■ Referring expression pointing data
Content starts

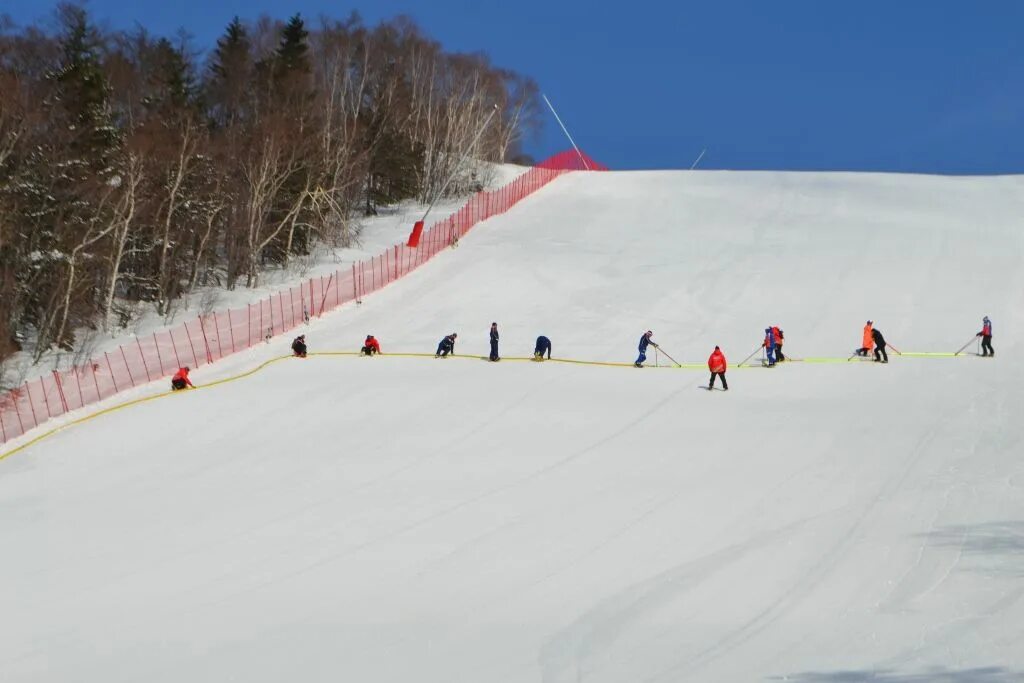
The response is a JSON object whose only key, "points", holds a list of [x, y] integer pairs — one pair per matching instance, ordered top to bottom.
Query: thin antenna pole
{"points": [[565, 130], [471, 146], [694, 165]]}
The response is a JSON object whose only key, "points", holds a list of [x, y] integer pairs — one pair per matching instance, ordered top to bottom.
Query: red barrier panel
{"points": [[211, 337]]}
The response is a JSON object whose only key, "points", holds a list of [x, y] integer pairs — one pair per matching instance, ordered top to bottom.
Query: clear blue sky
{"points": [[931, 86]]}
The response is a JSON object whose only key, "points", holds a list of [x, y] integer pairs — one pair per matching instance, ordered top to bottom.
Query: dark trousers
{"points": [[986, 345]]}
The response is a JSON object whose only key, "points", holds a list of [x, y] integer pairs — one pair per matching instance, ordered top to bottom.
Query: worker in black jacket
{"points": [[494, 342], [445, 346], [880, 346]]}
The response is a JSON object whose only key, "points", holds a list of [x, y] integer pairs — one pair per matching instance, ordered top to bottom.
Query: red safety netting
{"points": [[209, 338]]}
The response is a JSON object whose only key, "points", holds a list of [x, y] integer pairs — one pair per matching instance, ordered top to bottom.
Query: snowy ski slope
{"points": [[409, 519]]}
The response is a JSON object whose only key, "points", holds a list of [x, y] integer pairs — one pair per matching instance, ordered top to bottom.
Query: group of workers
{"points": [[772, 346]]}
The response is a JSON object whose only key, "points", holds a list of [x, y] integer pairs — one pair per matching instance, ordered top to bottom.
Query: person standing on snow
{"points": [[986, 337], [494, 342], [644, 342], [866, 342], [778, 343], [769, 345], [371, 346], [445, 346], [543, 346], [880, 346], [717, 366], [180, 380]]}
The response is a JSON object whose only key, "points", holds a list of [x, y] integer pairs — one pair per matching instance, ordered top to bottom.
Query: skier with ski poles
{"points": [[986, 337], [866, 341], [644, 343], [543, 346], [717, 366]]}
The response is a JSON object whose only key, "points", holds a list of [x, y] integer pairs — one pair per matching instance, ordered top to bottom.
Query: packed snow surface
{"points": [[414, 520]]}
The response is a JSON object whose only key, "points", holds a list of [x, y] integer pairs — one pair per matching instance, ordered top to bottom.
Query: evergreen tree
{"points": [[292, 55], [230, 72], [82, 90]]}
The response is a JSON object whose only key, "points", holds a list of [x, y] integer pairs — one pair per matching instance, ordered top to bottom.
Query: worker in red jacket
{"points": [[371, 346], [717, 366], [180, 380]]}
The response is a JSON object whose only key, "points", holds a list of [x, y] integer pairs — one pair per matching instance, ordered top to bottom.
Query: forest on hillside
{"points": [[135, 167]]}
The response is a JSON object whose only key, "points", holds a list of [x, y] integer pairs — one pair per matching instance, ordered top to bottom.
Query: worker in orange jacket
{"points": [[866, 342], [371, 346], [717, 366], [180, 380]]}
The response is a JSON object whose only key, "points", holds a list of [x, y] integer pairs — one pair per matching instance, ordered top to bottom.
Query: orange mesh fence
{"points": [[209, 338]]}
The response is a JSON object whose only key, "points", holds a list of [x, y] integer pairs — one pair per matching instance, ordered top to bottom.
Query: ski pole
{"points": [[965, 345], [751, 355], [668, 356]]}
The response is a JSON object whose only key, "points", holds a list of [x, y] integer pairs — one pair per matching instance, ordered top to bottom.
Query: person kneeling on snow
{"points": [[446, 345], [370, 346], [543, 346], [717, 366], [180, 380]]}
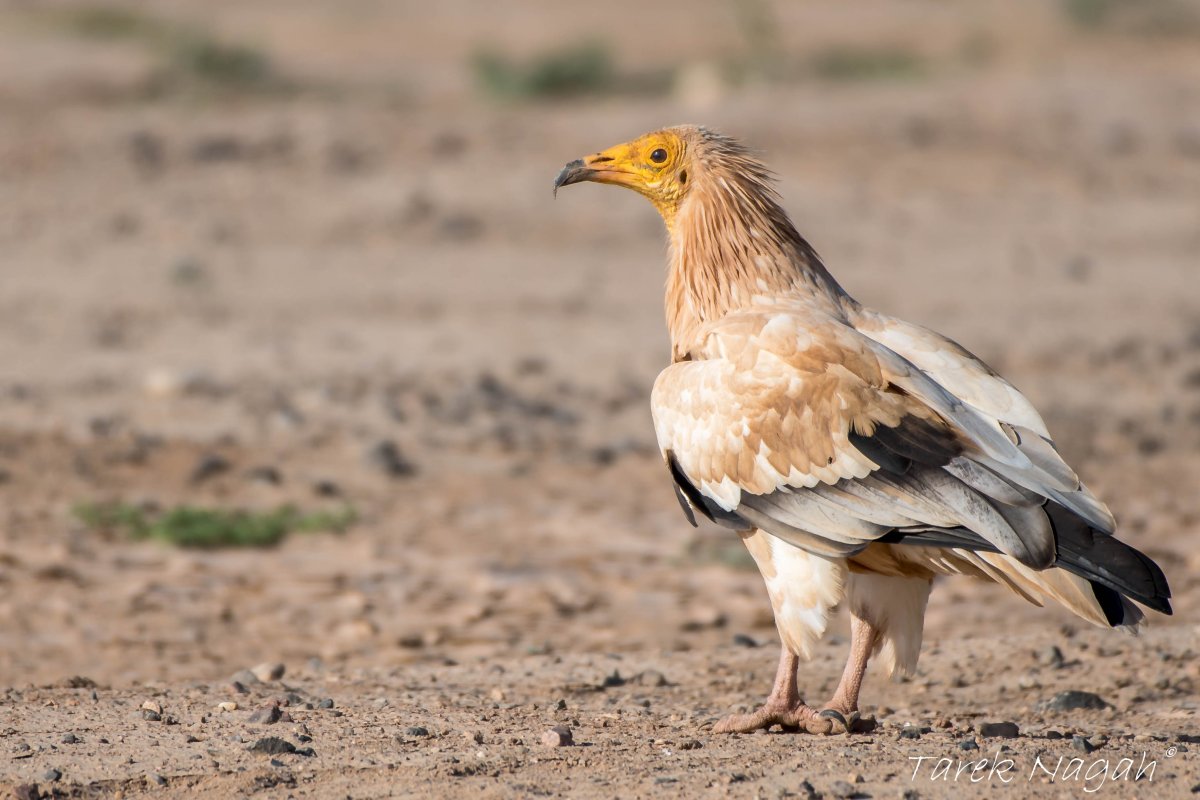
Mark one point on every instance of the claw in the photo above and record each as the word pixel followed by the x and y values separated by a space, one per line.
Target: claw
pixel 837 716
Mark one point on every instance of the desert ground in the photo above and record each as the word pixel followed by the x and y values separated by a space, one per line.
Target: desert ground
pixel 264 254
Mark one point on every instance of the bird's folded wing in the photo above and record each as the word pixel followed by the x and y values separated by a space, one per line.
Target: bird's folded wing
pixel 972 382
pixel 793 422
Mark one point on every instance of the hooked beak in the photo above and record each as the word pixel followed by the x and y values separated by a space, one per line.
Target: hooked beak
pixel 599 168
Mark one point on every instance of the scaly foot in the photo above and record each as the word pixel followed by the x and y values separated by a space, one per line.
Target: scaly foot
pixel 790 716
pixel 847 721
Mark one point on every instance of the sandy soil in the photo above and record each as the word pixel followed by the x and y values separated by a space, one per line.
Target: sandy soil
pixel 280 283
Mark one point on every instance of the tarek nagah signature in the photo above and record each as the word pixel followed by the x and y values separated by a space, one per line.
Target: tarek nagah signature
pixel 1090 774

Content ends

■ Your goal
Every line above should be reproduced exactly, please, with no pictures included.

■ Answer to this exercise
The response is a JSON object whose only key, "points", holds a list of [x, y] integer pairs — one pair per matching instance, ordered top to bottom.
Query: thin antenna pole
{"points": [[565, 130], [471, 146], [694, 165]]}
The response is a JSON object whose only key, "points", holds a list of [x, y] integer pairs — one pair per matching instance, ordered top to bottom.
Query: red barrier panel
{"points": [[211, 337]]}
The response is a JSON object whose only key, "points", holds a list of [x, y] integer pairs — one pair per matching instance, ordered top to bottom.
Query: clear blue sky
{"points": [[931, 86]]}
The response is a JSON object whose only key, "points", holds a list of [x, y] integer pairs — one pair per matching instance, ordered top to bottom.
Query: dark trousers
{"points": [[986, 345]]}
The response is a JSON object whose only key, "points", holds a list of [x, y] integer pairs — one pair per matching instance, ordered top to bottom.
Query: worker in black jacket
{"points": [[494, 342], [445, 346], [880, 346]]}
The response is a JSON object whose only key, "points", holds a list of [x, y] integer pairs — one pair per matching instance, ordered top to bottom.
Query: red safety netting
{"points": [[209, 338]]}
The response is a JSON object whose only key, "points", holds a list of [x, y] integer pairs — one pair per matching instance, ordered top to bottom.
Query: snowy ski slope
{"points": [[409, 519]]}
The response is a JSON object whose only key, "points", holds a list of [x, y] integer pairs — one pair per matching instance, ordered top to bottom.
Query: group of workers
{"points": [[772, 346]]}
The response is a JSON object whose only key, "points", holds a list of [x, y] integer pairs — one pair per matching instance, ordered top to bottom.
Query: person standing on snow
{"points": [[986, 337], [494, 342], [644, 342], [866, 342], [778, 343], [769, 345], [371, 346], [445, 346], [543, 346], [880, 346], [717, 366], [180, 380]]}
The response is a JSON object whose only key, "points", holds a list of [x, y] integer pairs — one pair per matching instance, ordered top to bottom.
Query: skier with ski poles
{"points": [[986, 337], [866, 341], [644, 343], [543, 346], [717, 366]]}
The response is a JSON object whose only key, "points", holds a list of [x, y] integer pairs — one pair per matching instance, ordered top to bottom.
Query: packed snow surface
{"points": [[414, 520]]}
The response is a JSON object whose only key, "points", holds a list of [x, y] integer pairs — one pair per matching instance, ordered top to bottom.
Query: evergreen tree
{"points": [[292, 55], [230, 72], [82, 90]]}
The response is a JSON object whose only key, "points", holds a list of [x, y] integer pairs — one pair per matching instance, ordered top to bottom.
Query: worker in red jacket
{"points": [[371, 346], [717, 366], [180, 380]]}
The response is a JSON object whose only key, "points", holds a list of [x, y] integer pairs — one pair per matching instance, ordered top to bottom.
Query: forest on hillside
{"points": [[135, 167]]}
The response is a JSON object whose only key, "points", holds a list of [x, y] integer pairs — one pair per matching instance, ordered top to bottom.
Query: worker in orange jacket
{"points": [[866, 342], [371, 346], [717, 366], [180, 380]]}
The response is a JSON object whose only key, "points", holds a list of [x, y] integer pairs — one pair per matching instance, ordered top to bottom.
Query: orange mesh fence
{"points": [[209, 338]]}
The response is a JSON object whose only key, "points", holds a list of [x, y] integer pairs — one pair per matching instance, ordered top to bottom.
Query: ski pole
{"points": [[965, 345], [751, 355], [668, 356]]}
The response is a JSON object whose only key, "points", holds a list of [x, y] integer pairs — one pair per matching instance, ordered top to bottom.
Query: person kneeling on snow
{"points": [[446, 345], [370, 346], [543, 346], [717, 366], [180, 380]]}
Mark one point on every instance of the claw in the photo above and record each as the word pixel followed by the x and y values separated by a space, one per line.
Target: claw
pixel 837 716
Mark one point on every instance of the desert ground in the photo above and record each as the word pixel followed by the x and y values separated by a space, one per line.
Target: desert ground
pixel 264 254
Mark one point on every instance of the bird's folded wing in the photo above and record each as the word pixel followed by the x and y values separated by a space, one per line.
Target: bird's folded wing
pixel 972 382
pixel 793 422
Mark one point on every instance of the hooked beak in the photo above and record each as the word pixel followed by the x and y values separated by a space, one per line.
Target: hooked beak
pixel 599 168
Mark one point on every instance of the scaly foot in the photo above and record each as the word pixel followed by the x and y values separated by a space, one per line.
Target: scaly foot
pixel 790 716
pixel 847 721
Mark one point on every instance of the sandy soil in the photo above and record each as the word pixel followed by the x and y values separated by a space, one per line.
Target: sandy soil
pixel 280 283
Mark one point on every instance of the tarek nagah signature in the photo above and record each as the word pixel followed by the x and y values separated by a space, one per line.
Target: tarek nagah signature
pixel 1090 774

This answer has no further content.